> _Passage provided_:
>> start

IMU Data Processing System

This project implements a publisher-subscriber system for IMU (Inertial Measurement Unit) data using Unix domain sockets. It includes AHRS (Attitude and Heading Reference System) algorithms for orientation estimation.

Overview

The system consists of two main components:

1. Publisher: Generates IMU data (either random or from a file) and publishes it to subscribers.
2. Subscriber: Receives IMU data from the publisher, processes it with AHRS algorithms, and displays the results.

Features

• Unix domain socket communication between publisher and subscriber
• Multiple subscriber support
• Configurable data generation frequency
• Timeout handling for detecting disconnected publishers
• AHRS algorithms for orientation estimation
• Clean object-oriented design with factory pattern for AHRS creation
• Real-time execution support (experimental)

Architecture

The system is built with a modular, object-oriented design following these key principles:

• Separation of Concerns: Each component has a specific responsibility
• Dependency Injection: Components depend on abstractions, not concrete implementations
• Interface-Based Design: Abstractions define contracts that implementations must fulfill

Communication

The system uses Unix domain datagram sockets for communication. The publisher creates a socket and listens for registration messages from subscribers. Once a subscriber registers, the publisher sends IMU data to all registered subscribers.

>> end

Saved data entries

>> start

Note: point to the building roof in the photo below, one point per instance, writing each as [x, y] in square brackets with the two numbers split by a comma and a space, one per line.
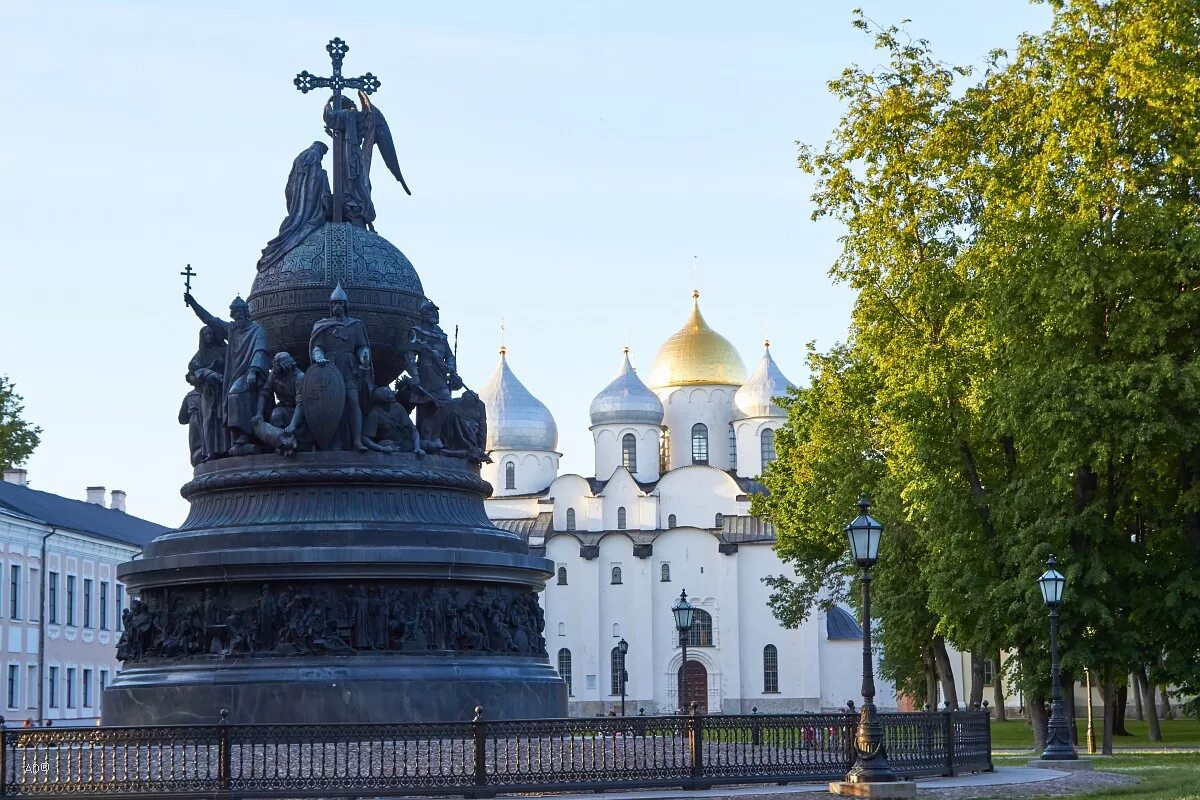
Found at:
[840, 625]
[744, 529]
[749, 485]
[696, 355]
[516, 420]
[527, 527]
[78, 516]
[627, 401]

>> end
>> start

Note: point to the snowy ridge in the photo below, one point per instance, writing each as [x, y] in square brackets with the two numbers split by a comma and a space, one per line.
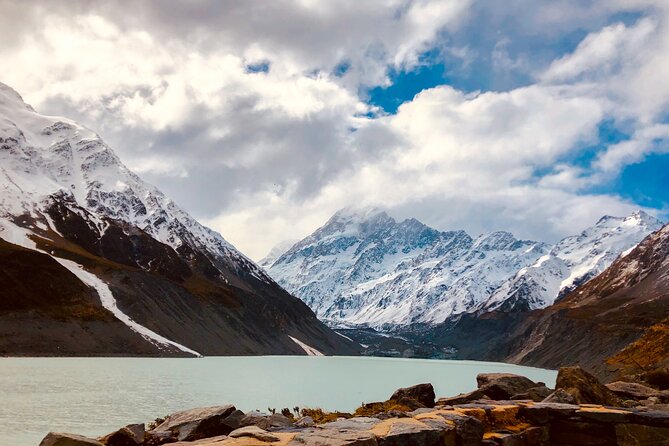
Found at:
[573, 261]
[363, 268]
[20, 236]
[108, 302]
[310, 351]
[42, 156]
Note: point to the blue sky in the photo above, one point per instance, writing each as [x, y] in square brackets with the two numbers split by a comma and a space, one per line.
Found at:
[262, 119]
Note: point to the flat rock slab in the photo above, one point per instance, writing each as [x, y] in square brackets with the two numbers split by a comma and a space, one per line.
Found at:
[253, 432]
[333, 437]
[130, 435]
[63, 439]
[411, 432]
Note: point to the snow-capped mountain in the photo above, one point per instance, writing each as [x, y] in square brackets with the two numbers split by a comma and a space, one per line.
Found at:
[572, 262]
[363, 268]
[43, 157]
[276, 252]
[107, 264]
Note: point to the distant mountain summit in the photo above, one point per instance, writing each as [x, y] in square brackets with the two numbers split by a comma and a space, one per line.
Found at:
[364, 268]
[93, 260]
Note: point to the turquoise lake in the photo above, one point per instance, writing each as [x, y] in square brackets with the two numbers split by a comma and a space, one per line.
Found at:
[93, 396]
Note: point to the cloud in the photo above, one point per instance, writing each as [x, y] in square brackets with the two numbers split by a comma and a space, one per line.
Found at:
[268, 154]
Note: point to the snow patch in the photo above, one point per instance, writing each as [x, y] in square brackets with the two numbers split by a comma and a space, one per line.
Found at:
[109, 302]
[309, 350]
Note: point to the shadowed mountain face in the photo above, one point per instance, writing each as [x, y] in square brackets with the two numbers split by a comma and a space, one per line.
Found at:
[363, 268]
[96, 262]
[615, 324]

>> end

> _Exercises to complete_:
a) In the IMU project description, what is the timeout handling for? Answer in one to three sentences.
b) According to the IMU project description, what kind of sockets does the system use for communication?
c) In the IMU project description, rewrite the paragraph beginning "The system uses Unix domain datagram sockets" as a short list.

> _The results_:
a) The timeout handling detects publishers that have disconnected. It lets a subscriber notice when its publisher is no longer there.

b) Unix domain datagram sockets.

c)
- Communication runs over Unix domain datagram sockets.
- The publisher creates a socket and listens for registration messages from subscribers.
- After a subscriber registers, the publisher sends IMU data to all registered subscribers.